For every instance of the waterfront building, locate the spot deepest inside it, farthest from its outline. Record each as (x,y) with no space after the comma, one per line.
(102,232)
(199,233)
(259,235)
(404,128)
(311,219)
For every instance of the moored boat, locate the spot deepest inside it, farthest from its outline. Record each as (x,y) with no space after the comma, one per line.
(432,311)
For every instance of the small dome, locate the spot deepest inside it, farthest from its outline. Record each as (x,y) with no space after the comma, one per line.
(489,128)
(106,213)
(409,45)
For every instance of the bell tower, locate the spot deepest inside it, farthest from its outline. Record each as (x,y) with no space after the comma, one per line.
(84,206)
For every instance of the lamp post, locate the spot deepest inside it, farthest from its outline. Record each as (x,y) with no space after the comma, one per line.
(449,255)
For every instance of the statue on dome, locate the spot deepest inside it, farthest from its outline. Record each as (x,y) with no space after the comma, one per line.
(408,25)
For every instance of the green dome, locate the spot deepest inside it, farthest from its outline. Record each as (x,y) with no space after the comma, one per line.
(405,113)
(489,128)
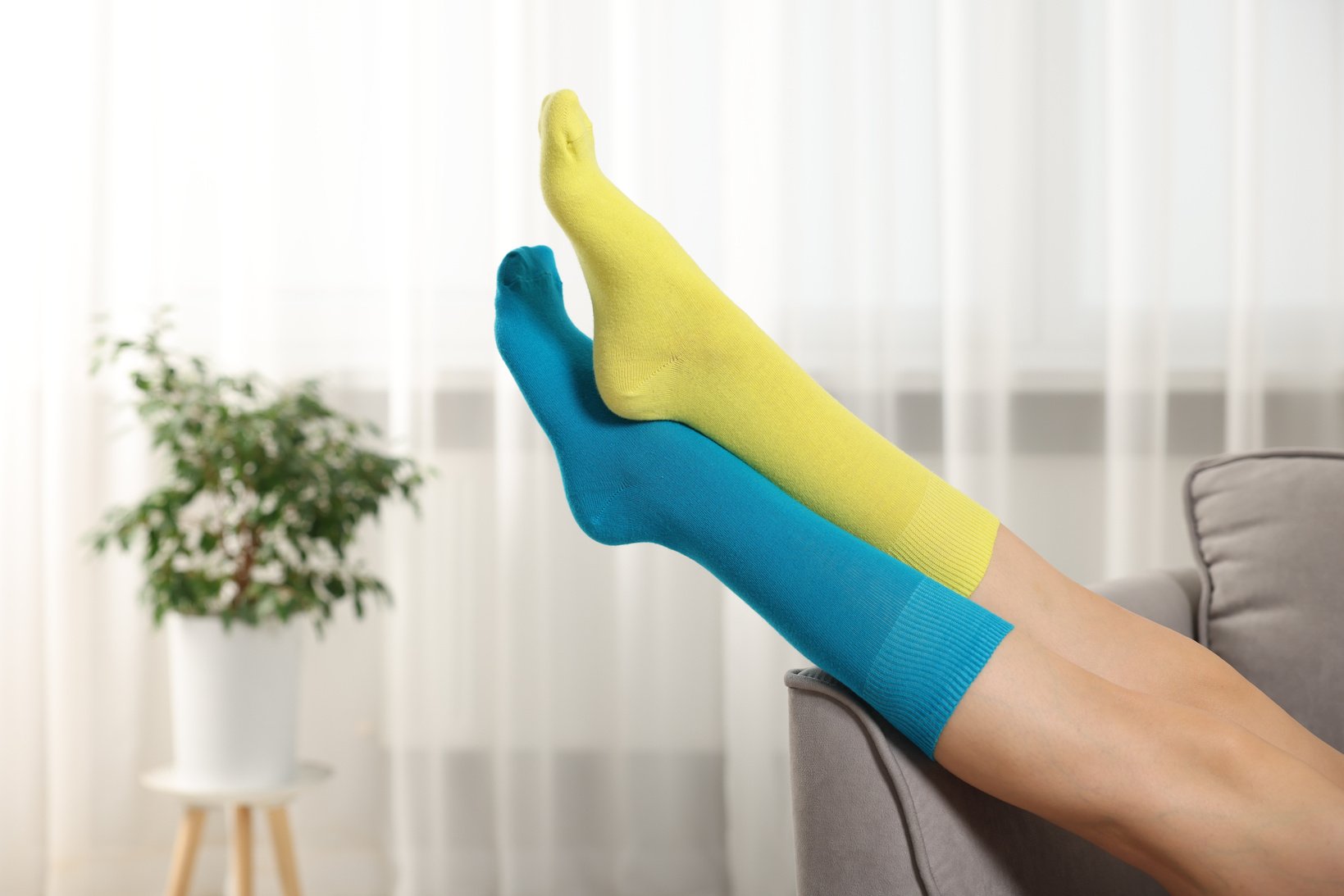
• • • •
### Description of the task
Render all of the data above as a numbered list, one item per line, skipping any blank lines and leaving the picture out.

### Output for this task
1. For every instance of the waterfront building, locate the spot deepest inside it, farthest from its outline. Record each as (x,y) with no space after the comma, one per line.
2. (102,232)
3. (199,233)
4. (259,235)
5. (404,128)
6. (311,219)
7. For every instance of the moored boat, locate the spot deepest inside it, farthest from its outline. Record each as (x,y) with no space after the comma, one per line.
8. (432,311)
9. For every instance of the small dome, locate the spot deepest inside it, farthest from its outline. Record each as (x,y) with no space after the comma, one per line.
10. (489,128)
11. (106,213)
12. (409,45)
13. For every instance of the bell tower, locate the spot deepest inside it, farthest from its outline. Record each as (x,y) with no space after the comma, one per line.
14. (84,206)
15. For every instance of the lamp post, locate the spot deepest inside it, farthest from its outline. Record each as (x,y) with no space after the comma, one per line.
16. (449,255)
17. For every instance of the statue on dome, locate the spot deepest inside it, farthest from its outline. Record each as (x,y) with no space after the comma, one per line.
18. (408,25)
19. For every instance of the green dome, locate the spot deepest inside it, farthest from its outline. Record each as (x,y) with no space after the comma, one per line.
20. (405,113)
21. (489,128)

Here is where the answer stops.